_EXERCISE_: Copy the dissertation listing again, starting at "Author's School" and ending at "English (en)", and substitute "Student's" for "Author's" throughout.

Author's School

Graduate School of Arts & Sciences

Author's Department/Program

Biology and Biomedical Sciences: Molecular Genetics and Genomics

Language

English (en)

Date of Award

12-19-2013

Degree Type

Dissertation

Degree Name

Doctor of Philosophy (PhD)

Chair and Committee

Barak A Cohen

Abstract

A complex trait is one that exhibits continuous phenotypic variation due to genetic variation in many quantitative trait genes: QTGs). The ultimate goal of genetics is to relate genotype to phenotype; in the case of complex traits this requires a better understanding of what types of genes harbor causal natural variation, and what form the variation takes. Here I describe two experiments using the model complex trait of sporulation efficiency in the yeast Saccharomyces cerevisiae, one to specifically investigate how small effects contribute to a quantitative trait and the other to determine whether certain types of genes are more likely to be QTGs. A previous study showed that four quantitative trait nucleotides: QTNs) in three transcription factors: TFs) are responsible for approximately 80% of the differences in sporulation efficiency between a high sporulating oak tree isolate and a low sporulating vineyard isolate. To determine the character of the remaining causal variation, I fixed these four QTN as both oak and vineyard variants. I found small effect quantitative trait loci: QTL) were physically linked to and have extensive genetic interactions with the large effect QTN. To test whether QTGs are predictable I identified sporulation efficiency QTL in two additional vineyard isolates, and found that while new QTGs included kinases as well as TFs, all QTGs act at the decision point in the sporulation pathway. I conclude that small and large effect QTL interact to create complex phenotypes and that causal variation is concentrated at crucial pathway bottlenecks.

_Saved entries_:
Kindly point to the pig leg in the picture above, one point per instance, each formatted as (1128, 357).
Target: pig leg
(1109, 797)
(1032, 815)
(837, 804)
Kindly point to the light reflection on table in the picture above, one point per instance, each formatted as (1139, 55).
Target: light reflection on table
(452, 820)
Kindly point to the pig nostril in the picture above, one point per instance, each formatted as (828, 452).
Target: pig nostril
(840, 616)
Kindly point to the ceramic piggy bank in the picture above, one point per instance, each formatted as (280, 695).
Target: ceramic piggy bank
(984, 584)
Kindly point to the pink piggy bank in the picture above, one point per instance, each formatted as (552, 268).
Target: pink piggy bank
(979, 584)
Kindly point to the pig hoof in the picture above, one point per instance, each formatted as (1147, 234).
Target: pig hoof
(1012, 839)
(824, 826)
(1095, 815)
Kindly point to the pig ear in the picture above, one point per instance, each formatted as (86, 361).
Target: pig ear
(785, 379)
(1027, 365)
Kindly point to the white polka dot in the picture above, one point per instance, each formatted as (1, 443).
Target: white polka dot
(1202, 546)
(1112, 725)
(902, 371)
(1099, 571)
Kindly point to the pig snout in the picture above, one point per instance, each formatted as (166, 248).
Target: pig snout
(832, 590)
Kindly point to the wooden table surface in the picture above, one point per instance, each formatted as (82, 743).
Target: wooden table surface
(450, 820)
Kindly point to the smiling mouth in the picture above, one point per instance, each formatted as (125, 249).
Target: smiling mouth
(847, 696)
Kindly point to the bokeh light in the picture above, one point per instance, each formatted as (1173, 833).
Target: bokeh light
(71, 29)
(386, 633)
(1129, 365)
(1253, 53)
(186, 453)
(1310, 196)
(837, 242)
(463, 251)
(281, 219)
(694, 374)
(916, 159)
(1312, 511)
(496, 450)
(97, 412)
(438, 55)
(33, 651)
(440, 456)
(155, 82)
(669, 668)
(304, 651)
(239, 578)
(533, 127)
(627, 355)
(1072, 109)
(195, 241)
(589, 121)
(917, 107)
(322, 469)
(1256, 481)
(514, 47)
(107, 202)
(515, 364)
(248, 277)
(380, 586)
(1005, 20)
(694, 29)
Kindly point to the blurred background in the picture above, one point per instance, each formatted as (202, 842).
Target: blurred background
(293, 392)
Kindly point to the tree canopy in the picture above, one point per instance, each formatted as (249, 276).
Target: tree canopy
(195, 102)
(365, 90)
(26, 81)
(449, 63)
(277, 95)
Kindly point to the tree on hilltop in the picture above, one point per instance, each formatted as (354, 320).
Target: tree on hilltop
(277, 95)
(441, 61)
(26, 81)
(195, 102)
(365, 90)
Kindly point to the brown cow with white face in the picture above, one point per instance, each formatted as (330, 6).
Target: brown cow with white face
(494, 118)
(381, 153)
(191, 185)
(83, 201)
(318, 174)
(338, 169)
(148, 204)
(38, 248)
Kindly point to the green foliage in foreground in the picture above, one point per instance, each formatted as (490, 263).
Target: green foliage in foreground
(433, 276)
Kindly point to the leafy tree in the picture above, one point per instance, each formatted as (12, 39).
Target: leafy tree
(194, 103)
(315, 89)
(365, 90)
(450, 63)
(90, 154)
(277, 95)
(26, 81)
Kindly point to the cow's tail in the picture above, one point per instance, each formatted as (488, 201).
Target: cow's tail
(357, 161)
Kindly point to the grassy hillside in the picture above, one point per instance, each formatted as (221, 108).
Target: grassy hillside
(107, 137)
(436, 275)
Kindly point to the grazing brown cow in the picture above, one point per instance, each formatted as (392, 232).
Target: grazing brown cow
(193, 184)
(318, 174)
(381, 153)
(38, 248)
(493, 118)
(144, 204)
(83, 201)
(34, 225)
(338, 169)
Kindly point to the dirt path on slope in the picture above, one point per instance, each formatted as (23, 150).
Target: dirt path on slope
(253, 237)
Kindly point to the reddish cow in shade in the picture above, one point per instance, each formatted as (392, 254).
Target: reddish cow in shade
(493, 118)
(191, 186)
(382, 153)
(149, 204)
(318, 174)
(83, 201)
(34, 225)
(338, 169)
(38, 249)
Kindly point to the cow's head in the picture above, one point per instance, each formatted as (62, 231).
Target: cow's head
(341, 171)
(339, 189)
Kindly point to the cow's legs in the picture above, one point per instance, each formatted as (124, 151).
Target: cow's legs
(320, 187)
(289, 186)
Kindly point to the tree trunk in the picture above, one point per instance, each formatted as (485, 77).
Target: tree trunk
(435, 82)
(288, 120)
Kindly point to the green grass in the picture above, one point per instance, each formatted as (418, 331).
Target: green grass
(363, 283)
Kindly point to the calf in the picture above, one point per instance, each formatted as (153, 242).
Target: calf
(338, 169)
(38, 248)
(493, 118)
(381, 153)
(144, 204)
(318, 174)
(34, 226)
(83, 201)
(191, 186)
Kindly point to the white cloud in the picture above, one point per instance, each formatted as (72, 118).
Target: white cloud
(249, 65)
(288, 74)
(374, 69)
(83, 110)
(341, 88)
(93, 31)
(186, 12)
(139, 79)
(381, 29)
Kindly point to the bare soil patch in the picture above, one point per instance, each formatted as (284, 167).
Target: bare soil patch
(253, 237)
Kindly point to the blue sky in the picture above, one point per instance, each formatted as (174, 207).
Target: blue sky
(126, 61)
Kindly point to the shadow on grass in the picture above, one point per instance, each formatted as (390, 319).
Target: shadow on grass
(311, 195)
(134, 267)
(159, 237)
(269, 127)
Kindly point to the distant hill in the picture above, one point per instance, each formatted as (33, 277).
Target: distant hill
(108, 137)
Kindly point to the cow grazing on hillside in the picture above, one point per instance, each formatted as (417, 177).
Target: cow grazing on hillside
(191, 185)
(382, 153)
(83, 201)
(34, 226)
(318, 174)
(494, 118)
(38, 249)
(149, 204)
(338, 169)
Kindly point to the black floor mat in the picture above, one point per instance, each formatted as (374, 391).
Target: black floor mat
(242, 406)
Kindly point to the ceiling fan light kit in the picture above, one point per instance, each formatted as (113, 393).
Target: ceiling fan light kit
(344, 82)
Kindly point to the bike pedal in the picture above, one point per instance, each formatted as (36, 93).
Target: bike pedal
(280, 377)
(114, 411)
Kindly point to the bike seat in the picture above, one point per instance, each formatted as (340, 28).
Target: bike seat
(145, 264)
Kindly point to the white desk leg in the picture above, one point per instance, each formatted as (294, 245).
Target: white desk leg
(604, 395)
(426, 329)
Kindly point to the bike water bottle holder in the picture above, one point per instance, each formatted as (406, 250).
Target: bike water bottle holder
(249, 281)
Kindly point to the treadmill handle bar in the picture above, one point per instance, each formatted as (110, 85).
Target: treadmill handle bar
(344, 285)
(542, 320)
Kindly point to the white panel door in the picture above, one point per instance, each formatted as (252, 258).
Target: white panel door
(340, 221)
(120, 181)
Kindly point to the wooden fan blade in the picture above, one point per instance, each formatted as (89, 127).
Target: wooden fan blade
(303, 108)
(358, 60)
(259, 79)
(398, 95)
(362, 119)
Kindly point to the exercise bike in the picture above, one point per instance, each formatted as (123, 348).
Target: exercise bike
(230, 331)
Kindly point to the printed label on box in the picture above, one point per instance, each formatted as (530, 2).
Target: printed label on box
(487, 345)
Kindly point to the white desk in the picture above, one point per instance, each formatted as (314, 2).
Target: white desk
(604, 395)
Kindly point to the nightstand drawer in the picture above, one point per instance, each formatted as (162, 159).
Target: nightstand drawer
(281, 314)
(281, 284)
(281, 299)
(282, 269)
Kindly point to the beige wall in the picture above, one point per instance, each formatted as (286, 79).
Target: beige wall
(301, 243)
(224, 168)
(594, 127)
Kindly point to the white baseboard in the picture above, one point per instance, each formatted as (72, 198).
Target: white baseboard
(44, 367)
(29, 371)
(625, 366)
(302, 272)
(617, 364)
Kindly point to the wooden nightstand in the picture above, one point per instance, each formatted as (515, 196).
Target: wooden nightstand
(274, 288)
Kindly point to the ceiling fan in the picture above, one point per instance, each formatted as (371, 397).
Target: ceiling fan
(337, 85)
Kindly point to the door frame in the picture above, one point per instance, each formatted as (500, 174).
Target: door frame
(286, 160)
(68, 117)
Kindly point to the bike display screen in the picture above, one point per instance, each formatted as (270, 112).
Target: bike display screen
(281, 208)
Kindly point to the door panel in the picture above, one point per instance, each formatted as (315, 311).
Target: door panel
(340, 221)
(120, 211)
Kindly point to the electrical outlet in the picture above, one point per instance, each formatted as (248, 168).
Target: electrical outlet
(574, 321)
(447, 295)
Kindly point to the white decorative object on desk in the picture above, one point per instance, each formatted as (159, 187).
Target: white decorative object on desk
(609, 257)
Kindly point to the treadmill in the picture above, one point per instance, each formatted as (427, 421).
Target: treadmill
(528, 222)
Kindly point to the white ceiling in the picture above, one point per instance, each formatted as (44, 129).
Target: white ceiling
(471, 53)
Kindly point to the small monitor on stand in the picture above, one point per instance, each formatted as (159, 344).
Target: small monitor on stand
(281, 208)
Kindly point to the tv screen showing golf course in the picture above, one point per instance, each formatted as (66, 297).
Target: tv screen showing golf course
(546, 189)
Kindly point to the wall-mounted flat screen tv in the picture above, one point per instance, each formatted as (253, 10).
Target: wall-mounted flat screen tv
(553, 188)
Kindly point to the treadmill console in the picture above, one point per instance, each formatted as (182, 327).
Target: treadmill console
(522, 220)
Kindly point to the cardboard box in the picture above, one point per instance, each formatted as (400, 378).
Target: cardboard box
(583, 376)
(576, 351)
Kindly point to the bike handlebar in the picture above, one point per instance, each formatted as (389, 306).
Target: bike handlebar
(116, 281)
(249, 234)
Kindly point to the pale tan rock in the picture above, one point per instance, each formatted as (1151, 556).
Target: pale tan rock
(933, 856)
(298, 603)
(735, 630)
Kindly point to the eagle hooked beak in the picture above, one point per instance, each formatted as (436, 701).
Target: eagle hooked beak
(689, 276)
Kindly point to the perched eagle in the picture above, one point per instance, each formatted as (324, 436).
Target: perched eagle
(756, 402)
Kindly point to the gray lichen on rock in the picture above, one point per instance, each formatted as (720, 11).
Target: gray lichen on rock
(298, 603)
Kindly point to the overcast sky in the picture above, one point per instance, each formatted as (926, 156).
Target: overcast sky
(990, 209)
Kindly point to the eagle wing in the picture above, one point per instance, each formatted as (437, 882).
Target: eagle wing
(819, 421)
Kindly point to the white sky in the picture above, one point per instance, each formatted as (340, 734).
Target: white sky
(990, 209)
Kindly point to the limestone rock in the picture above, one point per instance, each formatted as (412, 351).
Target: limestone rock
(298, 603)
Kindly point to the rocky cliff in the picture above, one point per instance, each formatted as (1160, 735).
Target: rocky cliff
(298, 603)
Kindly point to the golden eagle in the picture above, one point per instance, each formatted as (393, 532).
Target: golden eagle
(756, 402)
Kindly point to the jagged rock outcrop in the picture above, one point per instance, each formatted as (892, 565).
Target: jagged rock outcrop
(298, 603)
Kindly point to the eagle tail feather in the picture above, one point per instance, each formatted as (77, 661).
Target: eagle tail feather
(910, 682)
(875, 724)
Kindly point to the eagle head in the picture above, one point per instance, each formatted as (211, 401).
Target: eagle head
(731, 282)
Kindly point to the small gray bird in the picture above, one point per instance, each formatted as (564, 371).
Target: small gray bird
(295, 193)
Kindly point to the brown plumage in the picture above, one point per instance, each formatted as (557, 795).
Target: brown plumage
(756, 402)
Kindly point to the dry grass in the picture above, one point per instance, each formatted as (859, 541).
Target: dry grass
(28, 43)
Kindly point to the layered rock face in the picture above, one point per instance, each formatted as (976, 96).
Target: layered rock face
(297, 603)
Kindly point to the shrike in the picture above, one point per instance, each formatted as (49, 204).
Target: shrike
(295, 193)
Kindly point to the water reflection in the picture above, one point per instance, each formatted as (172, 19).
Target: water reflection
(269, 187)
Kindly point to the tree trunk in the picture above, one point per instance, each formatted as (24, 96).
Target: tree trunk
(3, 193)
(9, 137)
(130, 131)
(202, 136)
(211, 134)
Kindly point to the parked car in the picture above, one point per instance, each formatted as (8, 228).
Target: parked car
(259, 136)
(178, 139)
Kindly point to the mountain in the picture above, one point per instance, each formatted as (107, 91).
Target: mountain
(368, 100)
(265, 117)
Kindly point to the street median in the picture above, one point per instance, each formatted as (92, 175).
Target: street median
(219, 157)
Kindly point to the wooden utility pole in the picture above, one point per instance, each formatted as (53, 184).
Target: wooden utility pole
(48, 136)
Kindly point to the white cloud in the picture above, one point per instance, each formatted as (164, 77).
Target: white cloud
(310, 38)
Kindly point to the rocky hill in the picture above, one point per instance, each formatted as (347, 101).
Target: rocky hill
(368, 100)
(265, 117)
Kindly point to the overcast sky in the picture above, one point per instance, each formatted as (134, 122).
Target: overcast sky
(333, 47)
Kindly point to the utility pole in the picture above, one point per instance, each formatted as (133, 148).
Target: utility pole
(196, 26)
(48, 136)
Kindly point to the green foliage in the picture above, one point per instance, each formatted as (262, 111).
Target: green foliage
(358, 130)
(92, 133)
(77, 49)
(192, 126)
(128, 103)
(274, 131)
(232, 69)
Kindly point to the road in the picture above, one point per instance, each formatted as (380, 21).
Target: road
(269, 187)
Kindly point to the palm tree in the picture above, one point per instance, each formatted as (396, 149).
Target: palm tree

_OUTPUT_:
Student's School

Graduate School of Arts & Sciences

Student's Department/Program

Biology and Biomedical Sciences: Molecular Genetics and Genomics

Language

English (en)